-- TEXT SEGMENT --
_ _ _ _ _

Did Mr. Henderson pay $60K for a professional perfusionist, (who probably wasn't guaranteed to show up but, thankfully, did), a research scientist with surgical experience, (who apparently didn't feel comfortable performing a femoral cannulation), and a couple of other care providers with nothing more than EMT-Basic training followed by little-to-no experience with human patients, and a funeral director Mr. Henderson would have had, anyway?

"For the first two-and-a-half days the team also included a surgeon, but the surgeon could not remain on the standby. Another surgeon was to join the team later in the day Thursday, but that was of no help early Thursday morning when the team needed to do surgery."

After seven years, and probably 10 MILLION dollars, (or more), SA still can't provide someone capable of performing a femoral cannulation, for every case??? The perfusion procedure is the "backbone" of the services SA is said to be providing. If you don't have someone capable of performing a good cannulation, and someone capable of safely performing the perfusion, you have virtually nothing. Also, let's not forget the importance of having someone capable of gaining IV access on a patient with no blood pressure. SA was probably lucky, in that Mr. Henderson was in a hospital, so we can assume he had at least one IV already in place.

"Team-leader Catherine Baldwin had years of experience doing surgery on laboratory animals, but not humans. Catherine solicited the assistance of a funeral director to isolate the blood vessels. "

Does this mean Ms. Baldwin thinks someone who has "had years of experience doing surgery on laboratory animals" is less qualified than a funeral director, for performing a femoral cannulation? What good are Ms. Baldwin's "years of experience doing surgery," if she won't perform the primary surgical procedure associated with SA's services? Isolating the femoral vessels is a relatively easy surgical task, and I believe funeral directors aren't really known for their finesse, as they typically don't have to be concerned with inflicting additional internal damage on their clients.

_ _ _ _ _

Pick up the commentary on the team that attended Mr. Henderson and continue it past its last sentence. The items that follow are taken from a separate source.

-- LISTED ENTRIES --
_ _ _ _ _

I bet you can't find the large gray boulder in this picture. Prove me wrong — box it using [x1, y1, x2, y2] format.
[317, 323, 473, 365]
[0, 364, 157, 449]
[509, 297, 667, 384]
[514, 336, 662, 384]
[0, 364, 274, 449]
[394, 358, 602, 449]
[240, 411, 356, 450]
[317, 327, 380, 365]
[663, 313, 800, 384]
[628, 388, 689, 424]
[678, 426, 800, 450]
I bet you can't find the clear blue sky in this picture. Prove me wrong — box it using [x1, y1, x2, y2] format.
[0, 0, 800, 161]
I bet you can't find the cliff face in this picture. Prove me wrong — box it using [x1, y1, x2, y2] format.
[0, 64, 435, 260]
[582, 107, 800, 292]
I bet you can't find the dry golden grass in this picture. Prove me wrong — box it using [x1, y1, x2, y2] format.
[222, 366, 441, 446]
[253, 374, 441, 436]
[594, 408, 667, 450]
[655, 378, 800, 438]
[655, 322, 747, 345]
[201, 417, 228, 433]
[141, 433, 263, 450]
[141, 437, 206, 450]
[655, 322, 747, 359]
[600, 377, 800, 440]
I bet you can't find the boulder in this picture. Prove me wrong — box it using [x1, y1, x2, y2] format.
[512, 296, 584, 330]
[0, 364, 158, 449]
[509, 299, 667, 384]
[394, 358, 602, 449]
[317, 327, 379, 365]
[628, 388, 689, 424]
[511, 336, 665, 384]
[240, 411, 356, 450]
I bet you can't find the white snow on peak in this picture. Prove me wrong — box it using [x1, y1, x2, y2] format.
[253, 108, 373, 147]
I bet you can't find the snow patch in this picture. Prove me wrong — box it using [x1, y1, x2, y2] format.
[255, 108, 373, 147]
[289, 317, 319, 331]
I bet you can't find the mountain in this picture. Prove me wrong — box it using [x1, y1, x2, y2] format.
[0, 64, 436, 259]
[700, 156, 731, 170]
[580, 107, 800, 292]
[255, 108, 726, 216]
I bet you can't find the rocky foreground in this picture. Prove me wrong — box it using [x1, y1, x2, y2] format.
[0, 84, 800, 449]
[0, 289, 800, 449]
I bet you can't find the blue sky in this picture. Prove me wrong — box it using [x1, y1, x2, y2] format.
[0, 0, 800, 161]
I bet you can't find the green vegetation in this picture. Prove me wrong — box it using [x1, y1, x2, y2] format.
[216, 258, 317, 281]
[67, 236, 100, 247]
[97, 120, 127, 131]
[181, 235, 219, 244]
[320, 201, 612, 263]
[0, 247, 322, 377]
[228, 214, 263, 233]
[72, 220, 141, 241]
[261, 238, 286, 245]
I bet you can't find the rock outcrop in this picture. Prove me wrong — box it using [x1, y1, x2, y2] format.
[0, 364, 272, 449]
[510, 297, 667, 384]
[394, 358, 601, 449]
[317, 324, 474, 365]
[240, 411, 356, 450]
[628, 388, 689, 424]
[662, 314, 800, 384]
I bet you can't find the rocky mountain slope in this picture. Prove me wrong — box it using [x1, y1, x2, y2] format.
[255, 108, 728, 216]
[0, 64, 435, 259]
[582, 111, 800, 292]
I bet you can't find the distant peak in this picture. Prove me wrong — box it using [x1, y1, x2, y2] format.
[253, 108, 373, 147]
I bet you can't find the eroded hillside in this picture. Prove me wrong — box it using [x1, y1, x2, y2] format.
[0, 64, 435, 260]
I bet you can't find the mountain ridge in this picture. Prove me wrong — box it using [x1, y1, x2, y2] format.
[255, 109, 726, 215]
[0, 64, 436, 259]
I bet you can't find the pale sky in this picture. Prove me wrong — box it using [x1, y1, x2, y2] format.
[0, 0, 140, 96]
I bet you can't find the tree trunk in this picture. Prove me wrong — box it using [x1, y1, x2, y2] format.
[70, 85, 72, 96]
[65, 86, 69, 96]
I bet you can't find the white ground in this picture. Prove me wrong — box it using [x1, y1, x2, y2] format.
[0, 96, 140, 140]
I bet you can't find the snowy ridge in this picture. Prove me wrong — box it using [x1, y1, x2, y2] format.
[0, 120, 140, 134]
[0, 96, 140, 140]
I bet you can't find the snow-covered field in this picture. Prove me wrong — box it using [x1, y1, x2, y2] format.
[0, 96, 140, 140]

_ _ _ _ _

-- WRITTEN ANSWER --
What were the qualifications of the "surgeon" who showed up but couldn't stick around for the procedure, and the "surgeon" who couldn't make it in time? Were they actual surgeons who have performed femoral cannulations on humans? Or, has most of their experience been with animals, just as Ms. Baldwin's?

"Catherine and the New York funeral director arrived at the funeral home of CI's funeral director Jim Walsh at about 3:30am on Friday morning. Mr. Walsh opened Curtis' chest with a median sternotomy. He could have perfused through the ascending aorta, but insofar as there was already a cannula in place in the femoral artery that had been placed by SA. Catherine told Jim that the cannula in the femoral artery extended all the way up to near the heart. Jim decided to use the existing cannula and take drainage from the jugular. Part of his rationale was concern about problems from pacemaker wires close to the heart. He clamped the axillary arteries as well as the descending aorta (thinking that the cannula in the descending aorta was not being constricted). In retrospect, the main advantage in opening the chest was the ability to clamp the descending aorta, because the decision to use the femoral cannula was only made after the chest had been opened."

There's no "rational rationale" in performing additional cannulations, if the femoral cannulae are in place, and a proper washout has been performed, without complications related to the cannulation. Plenty of heart surgeries are performed, via femoral cannulation. I think I see a lot of evidence as to why cryonics organizations are going to have to either educate a select group of funeral directors, or find "surgeons" who feel confident in performing cannulations.

Was either of the SA vehicles that get so much publicity, and are used for training sessions, used?

Finally, is the SA case report being written by team members who were actually present for the procedure, or by non-medical professionals who weren't even there? If the case is the latter, I will feel compelled to assume some creative writing is taking place, especially given the time-frame in producing the reports.